• [Supplied passage]

++++++++++++++++++++

Courtney Wang (u/wangofchung)
Reddit’s engineering team and product complexity has seen significant growth over the last three years. Facilitating that growth has taken a lot of behind-the-scenes evolution of Reddit’s backend infrastructure. One major component has been adopting a service-oriented architecture, and a significant facet of that has been evolving service-to-service discovery and communication.
As the number of services has grown, so has the complexity in how they interact with each other and legacy systems. Instead of debugging function and module calls within a monolithic application, engineers now need insight about RPCs among multiple services. Instead of focusing on common problems like exception handling and bad input, engineers also have to consider client request behaviors and defend appropriately with retry-handling, circuit-breaking and granular route control.
Recently, we rolled out Envoy as our service-to-service L4/L7 proxy as part of our efforts to address these new and ever-growing needs for developing and maintaining stable production services. In this blog, we’ll provide insight into Reddit’s service communication beginnings, why and how we chose Envoy as well as how we approached and managed deployment of the tool given our infrastructure constraints.
Mesh Up: Reddit’s Service Discovery Foundation
Ever since we started building out new services and splitting features out from our monolith, Reddit’s backend infrastructure has been operating within a very basic service mesh powered by Airbnb’s SmartStack. Much of the reasoning behind SmartStack’s design choices and use cases mapped to our own architecture, making it a natural fit for our transition into the new world of service-oriented infrastructure. A brief overview of this architecture is important as the groundwork was pivotal in how we approached our eventual migration to Envoy and greatly reduced the difficulty of the task itself.
Today, the majority of our services run on AWS EC2 instances in AutoScaling Groups. As service instances come and go throughout the day, registration happens with a SmartStack component called Nerve. Nerve is a Ruby process that runs as a sidecar on each of these instances and registers the instance into a central Zookeeper cluster. The service application is responsible for constructing a useful health-check to determine registration status. Most of our services are instrumented with a common framework called Baseplate that provides shared tooling like a health-check interface, which makes interfacing with Nerve straightforward and abstracted to the service developer.
The other component to a basic service mesh is discovery, the process that makes new downstream services available to be called by upstream client services. Like Nerve, Synapse is a per-instance Ruby process that manages service endpoint discovery. Synapse reads the Zookeeper registry that Nerve populates, writes endpoint entries to a local HAProxy configuration file. HAProxy runs as a sidecar process, handling proxying and load-balancing downstream service traffic.

++++++++++++++++++++

• [Record list]
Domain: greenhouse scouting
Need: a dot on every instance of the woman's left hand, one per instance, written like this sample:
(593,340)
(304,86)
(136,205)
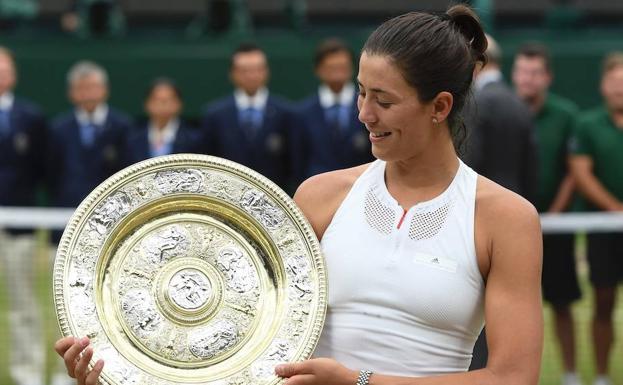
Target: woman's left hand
(320,371)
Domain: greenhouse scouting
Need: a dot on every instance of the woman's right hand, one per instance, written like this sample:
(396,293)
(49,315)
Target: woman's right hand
(78,365)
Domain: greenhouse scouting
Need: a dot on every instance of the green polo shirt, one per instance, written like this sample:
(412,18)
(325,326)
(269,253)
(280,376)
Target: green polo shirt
(554,125)
(596,135)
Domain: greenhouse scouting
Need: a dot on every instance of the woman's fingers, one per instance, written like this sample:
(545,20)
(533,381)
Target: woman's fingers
(82,368)
(63,344)
(72,354)
(95,373)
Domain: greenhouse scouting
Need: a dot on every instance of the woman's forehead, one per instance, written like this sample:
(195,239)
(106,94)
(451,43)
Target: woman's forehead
(379,73)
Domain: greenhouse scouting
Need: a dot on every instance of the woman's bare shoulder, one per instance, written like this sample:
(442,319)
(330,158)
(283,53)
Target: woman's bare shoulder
(501,210)
(493,200)
(320,196)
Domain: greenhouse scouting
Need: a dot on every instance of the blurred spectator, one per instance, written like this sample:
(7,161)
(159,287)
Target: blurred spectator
(94,18)
(554,118)
(334,138)
(501,143)
(86,144)
(252,126)
(12,12)
(164,132)
(22,141)
(597,165)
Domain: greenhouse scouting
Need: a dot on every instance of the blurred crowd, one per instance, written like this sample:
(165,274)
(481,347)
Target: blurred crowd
(520,135)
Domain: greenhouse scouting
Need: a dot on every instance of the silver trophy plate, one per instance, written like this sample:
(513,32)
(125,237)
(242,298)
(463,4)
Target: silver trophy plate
(190,269)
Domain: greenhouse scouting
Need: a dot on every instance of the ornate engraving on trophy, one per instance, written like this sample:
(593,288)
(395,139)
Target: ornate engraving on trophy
(299,270)
(140,312)
(223,187)
(213,340)
(165,244)
(181,180)
(239,273)
(190,289)
(109,212)
(258,205)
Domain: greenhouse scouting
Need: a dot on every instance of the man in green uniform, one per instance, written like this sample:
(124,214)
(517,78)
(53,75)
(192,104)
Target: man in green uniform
(554,118)
(597,165)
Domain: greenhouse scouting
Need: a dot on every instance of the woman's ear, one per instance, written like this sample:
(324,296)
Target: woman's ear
(442,105)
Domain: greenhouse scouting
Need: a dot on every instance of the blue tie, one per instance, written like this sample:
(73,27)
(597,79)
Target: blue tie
(87,134)
(5,125)
(250,119)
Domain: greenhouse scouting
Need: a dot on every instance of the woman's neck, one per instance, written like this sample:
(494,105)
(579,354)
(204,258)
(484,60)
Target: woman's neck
(422,177)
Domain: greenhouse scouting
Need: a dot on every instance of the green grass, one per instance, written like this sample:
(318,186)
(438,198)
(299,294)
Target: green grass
(551,367)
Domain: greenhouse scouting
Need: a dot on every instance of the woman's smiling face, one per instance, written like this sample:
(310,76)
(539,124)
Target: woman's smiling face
(400,125)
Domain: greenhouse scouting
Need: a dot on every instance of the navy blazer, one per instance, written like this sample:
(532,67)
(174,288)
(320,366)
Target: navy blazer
(187,140)
(22,166)
(75,170)
(268,152)
(325,150)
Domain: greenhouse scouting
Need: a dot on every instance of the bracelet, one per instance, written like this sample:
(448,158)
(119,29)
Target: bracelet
(364,377)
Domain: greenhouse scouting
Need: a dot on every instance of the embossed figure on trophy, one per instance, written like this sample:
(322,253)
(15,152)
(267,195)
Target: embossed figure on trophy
(237,269)
(258,205)
(213,340)
(190,289)
(179,180)
(158,245)
(299,268)
(111,210)
(139,311)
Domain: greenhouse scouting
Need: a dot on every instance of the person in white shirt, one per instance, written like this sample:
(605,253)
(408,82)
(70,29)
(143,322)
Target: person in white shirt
(333,137)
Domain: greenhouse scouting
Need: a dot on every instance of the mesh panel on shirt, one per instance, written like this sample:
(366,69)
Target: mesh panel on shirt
(379,217)
(427,225)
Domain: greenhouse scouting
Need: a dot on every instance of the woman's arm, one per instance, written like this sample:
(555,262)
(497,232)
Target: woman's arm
(508,231)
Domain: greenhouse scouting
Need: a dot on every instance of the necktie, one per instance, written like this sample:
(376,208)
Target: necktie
(5,126)
(250,120)
(87,134)
(333,117)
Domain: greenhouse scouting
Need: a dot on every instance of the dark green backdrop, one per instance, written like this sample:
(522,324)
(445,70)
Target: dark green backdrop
(200,66)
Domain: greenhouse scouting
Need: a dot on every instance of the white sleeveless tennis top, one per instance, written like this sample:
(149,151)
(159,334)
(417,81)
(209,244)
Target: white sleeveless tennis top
(406,296)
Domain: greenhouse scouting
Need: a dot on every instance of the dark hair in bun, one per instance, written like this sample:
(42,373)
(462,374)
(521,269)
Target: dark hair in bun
(435,53)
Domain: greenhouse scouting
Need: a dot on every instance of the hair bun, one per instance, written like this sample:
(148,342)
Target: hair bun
(468,23)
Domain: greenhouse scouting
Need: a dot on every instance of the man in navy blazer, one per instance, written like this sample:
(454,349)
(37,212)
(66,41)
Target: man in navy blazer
(334,138)
(22,141)
(85,144)
(163,132)
(252,126)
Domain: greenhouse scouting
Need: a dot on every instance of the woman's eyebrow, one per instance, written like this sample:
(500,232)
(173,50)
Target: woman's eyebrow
(377,90)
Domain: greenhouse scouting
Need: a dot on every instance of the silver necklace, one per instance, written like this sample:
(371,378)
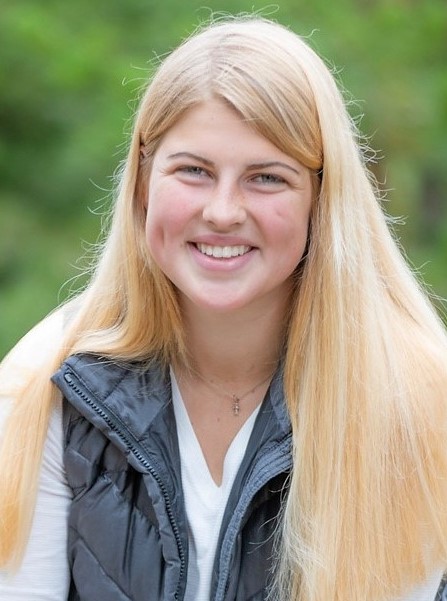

++++++++++++++++++++

• [Work instructions] Transcribe the part of the Envoy migration article above that begins at the words "Reddit’s engineering team" and stops after the words "discovery and communication.".

• [Response to this task]
Reddit’s engineering team and product complexity has seen significant growth over the last three years. Facilitating that growth has taken a lot of behind-the-scenes evolution of Reddit’s backend infrastructure. One major component has been adopting a service-oriented architecture, and a significant facet of that has been evolving service-to-service discovery and communication.